Task description:
Would you please reproduce all the entries word for word, minus the pictures?

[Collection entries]
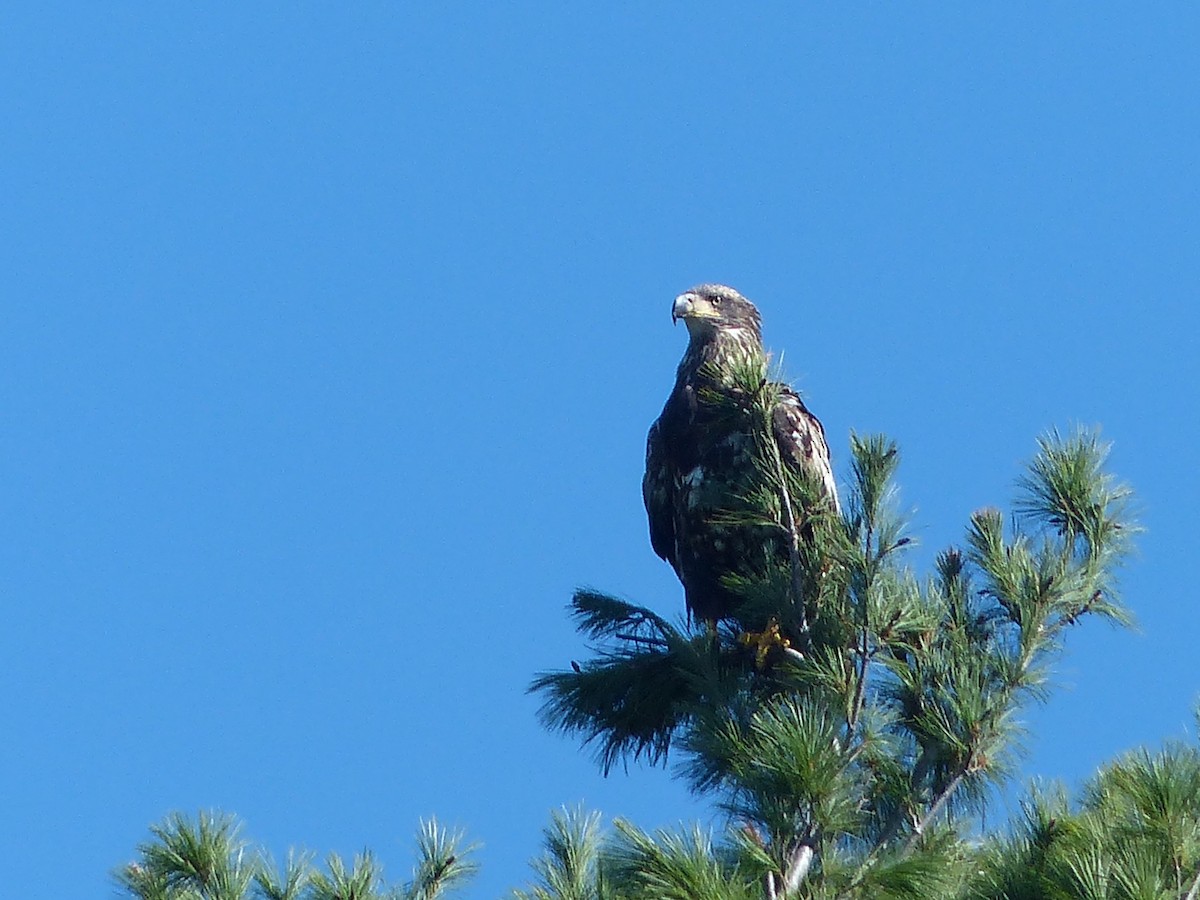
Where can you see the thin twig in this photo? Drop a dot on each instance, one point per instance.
(793, 543)
(639, 639)
(1195, 888)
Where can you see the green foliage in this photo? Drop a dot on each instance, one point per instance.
(850, 719)
(852, 715)
(569, 868)
(1134, 834)
(207, 859)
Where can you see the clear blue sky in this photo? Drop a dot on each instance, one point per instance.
(331, 334)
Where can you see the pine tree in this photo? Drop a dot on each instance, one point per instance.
(852, 717)
(207, 859)
(851, 720)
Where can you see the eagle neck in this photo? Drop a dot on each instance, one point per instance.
(723, 348)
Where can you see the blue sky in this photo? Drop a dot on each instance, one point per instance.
(330, 340)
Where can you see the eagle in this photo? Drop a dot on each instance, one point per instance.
(703, 457)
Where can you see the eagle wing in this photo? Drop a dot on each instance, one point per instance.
(802, 441)
(658, 495)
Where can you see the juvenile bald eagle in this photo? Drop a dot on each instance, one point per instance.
(701, 455)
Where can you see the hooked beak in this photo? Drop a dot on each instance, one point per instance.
(682, 307)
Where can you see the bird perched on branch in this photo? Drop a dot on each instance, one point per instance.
(729, 438)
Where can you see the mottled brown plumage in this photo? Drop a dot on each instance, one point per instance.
(701, 454)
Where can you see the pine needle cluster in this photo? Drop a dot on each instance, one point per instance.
(852, 715)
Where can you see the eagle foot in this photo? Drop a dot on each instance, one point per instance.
(765, 641)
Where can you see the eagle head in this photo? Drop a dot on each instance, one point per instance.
(711, 309)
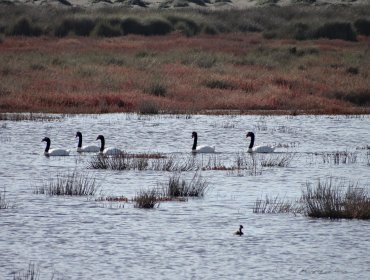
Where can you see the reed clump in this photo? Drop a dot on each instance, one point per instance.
(69, 184)
(32, 273)
(3, 202)
(275, 205)
(125, 161)
(146, 199)
(340, 157)
(334, 199)
(179, 187)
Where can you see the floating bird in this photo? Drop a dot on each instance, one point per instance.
(239, 231)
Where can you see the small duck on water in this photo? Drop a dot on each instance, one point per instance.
(239, 231)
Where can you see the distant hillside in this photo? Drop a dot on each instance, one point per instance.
(165, 4)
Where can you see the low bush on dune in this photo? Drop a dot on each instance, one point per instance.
(362, 26)
(336, 30)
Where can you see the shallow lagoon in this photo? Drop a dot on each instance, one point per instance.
(80, 238)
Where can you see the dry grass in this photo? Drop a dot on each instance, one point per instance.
(125, 161)
(69, 184)
(178, 187)
(334, 199)
(239, 72)
(275, 205)
(3, 202)
(146, 199)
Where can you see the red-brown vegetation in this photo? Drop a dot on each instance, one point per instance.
(242, 72)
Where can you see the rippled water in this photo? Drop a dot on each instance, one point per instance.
(79, 238)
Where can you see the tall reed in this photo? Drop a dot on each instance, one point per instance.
(69, 184)
(334, 199)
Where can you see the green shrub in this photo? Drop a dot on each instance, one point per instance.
(24, 27)
(336, 30)
(362, 26)
(157, 26)
(78, 26)
(132, 25)
(188, 26)
(105, 29)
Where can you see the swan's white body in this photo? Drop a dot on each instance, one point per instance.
(53, 152)
(204, 149)
(201, 149)
(57, 152)
(258, 149)
(261, 149)
(87, 148)
(111, 151)
(107, 151)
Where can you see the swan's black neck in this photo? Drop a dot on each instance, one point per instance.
(252, 141)
(102, 140)
(195, 136)
(79, 140)
(47, 145)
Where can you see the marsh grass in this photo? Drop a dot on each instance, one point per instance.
(335, 199)
(340, 157)
(30, 117)
(275, 205)
(3, 202)
(149, 161)
(179, 187)
(32, 273)
(69, 184)
(278, 160)
(146, 199)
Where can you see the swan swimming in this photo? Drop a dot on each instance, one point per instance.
(107, 151)
(239, 231)
(85, 149)
(53, 152)
(258, 149)
(200, 149)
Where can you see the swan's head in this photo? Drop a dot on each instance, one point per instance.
(250, 134)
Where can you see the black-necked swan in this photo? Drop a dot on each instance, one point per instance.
(53, 152)
(107, 151)
(239, 231)
(200, 149)
(85, 149)
(258, 149)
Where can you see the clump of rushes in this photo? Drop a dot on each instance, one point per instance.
(74, 183)
(3, 203)
(154, 162)
(32, 273)
(275, 205)
(283, 160)
(146, 199)
(178, 187)
(334, 199)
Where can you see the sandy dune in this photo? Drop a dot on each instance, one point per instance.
(210, 4)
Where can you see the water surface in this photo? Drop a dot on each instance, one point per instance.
(80, 238)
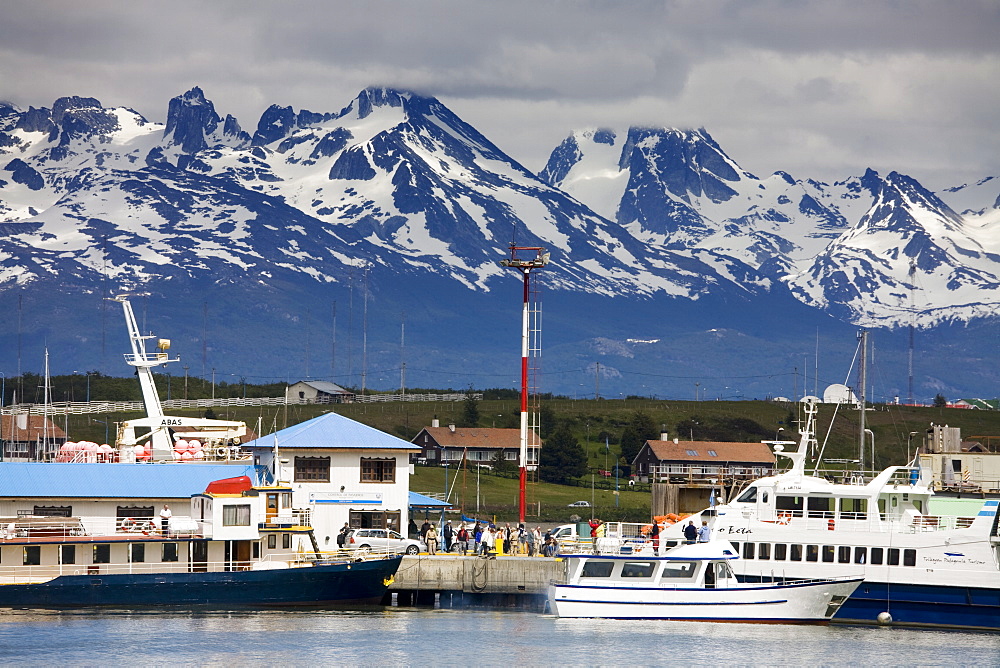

Exercise result:
Where can you see the thin twig in this photo? Drop a dot on each instance, one point per instance.
(793, 543)
(639, 639)
(1195, 888)
Where can you see the green foliage in this photo? Drop a dot on each instance, one point per instance.
(850, 719)
(852, 715)
(569, 868)
(1134, 834)
(207, 859)
Where can you see the clear blue sky in this photo? Drop a dot on each instance, one point per instance.
(331, 334)
Where can you see the pine tree in this photo? Drop a dot on each instance, one point per instance.
(852, 717)
(207, 859)
(851, 720)
Where can you see the eagle neck in this photo? Drop a dot on each instance, one point per instance.
(723, 348)
Where can you see the blue sky in this photo? Drop a dot on each instance, one point per instance.
(330, 340)
Where can you see the eagle in this photo? Drop a dot on each instance, one point per instance.
(703, 457)
Where can you see the eagle wing in this photo? Drop a dot on each instance, one point per instance.
(802, 441)
(658, 495)
Where can you see the juvenile bald eagle in this photo? Drop a dot on each instance, one point per instance.
(701, 455)
Where can you see the hooked beak in this photo? Drop a dot on each instance, one point per instance.
(682, 307)
Where can you see the bird perched on branch in this photo? Drop a dot on each instance, one point per instance.
(729, 438)
Where can you see the mottled brown plumage in this photo? Drop a dot on each instance, one point per instance.
(701, 454)
Where can you see the pine needle cluster in this photo? Drop a dot on each instance, one point per instance.
(852, 715)
Where can you see the eagle foot in this photo? Drop a dot on each instance, one point per instance.
(765, 641)
Where can you see the eagle head in this photo? Drop a dot on each instance, one point per instance.
(711, 309)
Where can you see the reed clump in this photo? Drop a dot on each instance, one point per instance.
(69, 184)
(32, 273)
(3, 202)
(275, 205)
(125, 161)
(146, 199)
(340, 157)
(334, 199)
(179, 187)
Where can you see the floating bird in this photo? Drop a dot on each instance, one point per instance.
(239, 231)
Where can you see the small duck on water in this photo? Drop a dot on each instance, one point per instance.
(239, 231)
Where can you see the distant hillside in this photo? Drop a dot on each instance, one point per instance.
(165, 4)
Where can you see the low bush on dune in this photo? Drop a dot on each instance, one point per instance.
(362, 26)
(336, 30)
Where can you see the shallow lagoon in this photo? Drop a dot on each instance, one point per instance.
(80, 238)
Where can you see the dry grass in this photo? Drop a dot on each instance, one point per instance.
(125, 161)
(69, 184)
(178, 187)
(334, 199)
(239, 72)
(275, 205)
(3, 202)
(146, 199)
Where can you see the red-brown vegetation in this photo? Drop a dot on each instance, one point per instance.
(242, 72)
Where can you see the rippled water in this photo? Drop a dot on each instance, one point per instance.
(79, 238)
Where can you see the tall reed in this photo? Drop a dot on each instance, one point per instance.
(69, 184)
(334, 199)
Where can you see the green shrub in this photo? Drop a dot on each instance, one point per instance.
(24, 27)
(336, 30)
(362, 26)
(157, 26)
(78, 26)
(132, 25)
(188, 26)
(105, 29)
Where can you see the swan's white body in this photo? Drop a dot on each instance, one point per instance.
(53, 152)
(204, 149)
(201, 149)
(57, 152)
(258, 149)
(261, 149)
(87, 148)
(111, 151)
(107, 151)
Where can you see the swan's black neck in this photo? Drop a dot on each instance, one point per instance.
(252, 141)
(102, 140)
(195, 136)
(79, 140)
(47, 145)
Where can you see the marsh grass in this photo? Drop a dot on each instance, one point per instance.
(335, 199)
(340, 157)
(30, 117)
(275, 205)
(3, 202)
(149, 161)
(179, 187)
(32, 273)
(69, 184)
(278, 160)
(146, 199)
Where can you see the swan swimming in this photo? Drop a dot on each instance, one point per instance.
(107, 151)
(239, 231)
(85, 149)
(53, 152)
(258, 149)
(200, 149)
Where can you see the swan's head in this photo? Drop a dot on each instance, one point per instance.
(250, 134)
Where can you see the black-necked swan in this photo? Drop a dot on each instance, one point per instance.
(53, 152)
(107, 151)
(239, 231)
(200, 149)
(85, 149)
(258, 149)
Where can you see the clump of rushes in this photo? Drop a dot on each instance, one point per instance.
(74, 183)
(3, 203)
(154, 162)
(32, 273)
(275, 205)
(283, 160)
(146, 199)
(178, 187)
(334, 199)
Where can you see the sandy dune in this photo? Drop a dot on each instance, one point per instance.
(210, 4)
Where can you see the water surface in this photo? Drop a dot on each instance, one point per instance.
(80, 238)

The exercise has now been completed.